══ Исходный текст

Рождение таких книг — это спасение от безумия, рационализация ужаса. Котел кипящей боли раскладывается по отдельным сосудам, и, таким образом обретя иные формы, боль остывает, давая возможность делать еще что-то, кроме мучительного труда кипения.
Вместе с выходом книги автор потерял старое имя, стал номером. Книжку на иврите выпустили на несколько дней раньше, чем на идиш, — патриотические игры игрались и в земле обетованной. Потом она вышла не то на двенадцати, не то на четырнадцати языках. Но когда автор узнал, что готовится русское издание, он от радости готов был даже поработать на нас дополнительно:
«Что же до обращения к русскому читателю, то от всей глубины сердца я буду счастлив написать его. Я обязан Красной Армии своей жизнью. Я никогда не забуду, как руки русского танкиста вытащили меня из груды мертвых тел в лесу возле Освенцима. Я не забуду его добрых печальных глаз, когда он нес меня на руках от груды мертвых к своему танку, чтобы отвезти меня в госпиталь. Два дня спустя, когда ко мне вернулось сознание и я открыл глаза, я уже не увидел этого молодого танкиста, но его руки навсегда останутся для меня освободительными руками Красной Армии».

════
══ Предоставленные данные

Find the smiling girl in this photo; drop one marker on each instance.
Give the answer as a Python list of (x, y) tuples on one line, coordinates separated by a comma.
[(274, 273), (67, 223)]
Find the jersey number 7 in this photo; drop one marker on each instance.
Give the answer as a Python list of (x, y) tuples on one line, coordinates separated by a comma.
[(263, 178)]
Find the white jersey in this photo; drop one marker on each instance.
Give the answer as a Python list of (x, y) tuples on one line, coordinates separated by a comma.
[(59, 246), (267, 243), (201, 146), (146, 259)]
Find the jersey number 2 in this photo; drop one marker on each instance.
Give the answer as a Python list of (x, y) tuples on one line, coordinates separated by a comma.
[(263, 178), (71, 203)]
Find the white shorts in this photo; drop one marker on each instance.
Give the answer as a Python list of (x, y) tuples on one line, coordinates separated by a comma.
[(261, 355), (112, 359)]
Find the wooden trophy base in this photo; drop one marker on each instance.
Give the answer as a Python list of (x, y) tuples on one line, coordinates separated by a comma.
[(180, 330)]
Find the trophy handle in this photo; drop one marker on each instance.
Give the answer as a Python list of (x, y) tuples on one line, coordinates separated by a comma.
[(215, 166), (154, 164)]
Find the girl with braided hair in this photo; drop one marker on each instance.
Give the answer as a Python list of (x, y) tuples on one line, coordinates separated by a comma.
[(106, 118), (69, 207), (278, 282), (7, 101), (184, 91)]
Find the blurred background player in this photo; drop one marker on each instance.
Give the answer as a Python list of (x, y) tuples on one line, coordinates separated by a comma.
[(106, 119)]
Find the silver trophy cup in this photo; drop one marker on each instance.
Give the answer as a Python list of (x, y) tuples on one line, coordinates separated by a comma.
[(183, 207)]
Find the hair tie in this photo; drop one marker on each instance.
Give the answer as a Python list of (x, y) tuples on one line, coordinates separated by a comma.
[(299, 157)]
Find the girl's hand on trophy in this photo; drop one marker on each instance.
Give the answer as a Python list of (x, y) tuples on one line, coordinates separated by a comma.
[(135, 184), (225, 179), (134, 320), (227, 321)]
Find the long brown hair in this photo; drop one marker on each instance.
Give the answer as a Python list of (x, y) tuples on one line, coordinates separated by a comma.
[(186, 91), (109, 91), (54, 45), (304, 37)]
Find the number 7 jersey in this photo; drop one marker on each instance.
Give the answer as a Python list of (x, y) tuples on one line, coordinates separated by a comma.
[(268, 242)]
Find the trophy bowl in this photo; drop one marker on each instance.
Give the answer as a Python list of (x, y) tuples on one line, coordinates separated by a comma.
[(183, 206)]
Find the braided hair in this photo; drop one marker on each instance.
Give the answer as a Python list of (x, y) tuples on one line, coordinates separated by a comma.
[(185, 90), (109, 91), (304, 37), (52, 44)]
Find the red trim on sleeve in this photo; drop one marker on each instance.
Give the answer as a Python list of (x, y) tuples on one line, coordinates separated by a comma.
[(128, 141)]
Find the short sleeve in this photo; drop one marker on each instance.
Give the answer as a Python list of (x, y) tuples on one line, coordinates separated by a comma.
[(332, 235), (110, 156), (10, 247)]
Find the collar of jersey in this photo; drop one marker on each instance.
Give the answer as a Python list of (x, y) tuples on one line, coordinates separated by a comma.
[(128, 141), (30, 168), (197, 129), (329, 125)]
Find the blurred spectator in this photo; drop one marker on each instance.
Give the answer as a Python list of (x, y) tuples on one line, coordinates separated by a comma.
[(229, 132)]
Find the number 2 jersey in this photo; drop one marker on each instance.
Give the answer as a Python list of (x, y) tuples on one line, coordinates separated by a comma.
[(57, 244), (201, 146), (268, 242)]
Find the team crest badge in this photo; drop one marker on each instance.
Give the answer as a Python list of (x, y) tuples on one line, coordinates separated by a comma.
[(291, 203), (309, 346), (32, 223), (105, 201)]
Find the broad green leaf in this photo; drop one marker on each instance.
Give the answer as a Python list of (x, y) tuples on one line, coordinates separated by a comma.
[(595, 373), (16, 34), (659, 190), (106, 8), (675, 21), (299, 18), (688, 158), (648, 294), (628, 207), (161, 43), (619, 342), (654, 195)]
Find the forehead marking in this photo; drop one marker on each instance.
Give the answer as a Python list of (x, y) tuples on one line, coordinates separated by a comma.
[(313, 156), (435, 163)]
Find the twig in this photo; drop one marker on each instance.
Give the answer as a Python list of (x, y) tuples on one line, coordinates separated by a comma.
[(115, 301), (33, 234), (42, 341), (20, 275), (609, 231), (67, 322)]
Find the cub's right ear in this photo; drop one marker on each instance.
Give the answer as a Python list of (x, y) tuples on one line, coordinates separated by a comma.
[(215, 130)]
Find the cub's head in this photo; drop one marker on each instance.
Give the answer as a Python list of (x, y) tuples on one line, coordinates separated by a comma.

════

_Задания_.
**1)** На каком языке, согласно исходному тексту, книга вышла на несколько дней раньше, чем на идиш?
**2)** Переведите на английский язык предложение из исходного текста: «Вместе с выходом книги автор потерял старое имя, стал номером».
Данные здесь никак не используются.

_Ответы_.
**1)** На иврите.

**2)** With the publication of the book, the author lost his old name and became a number.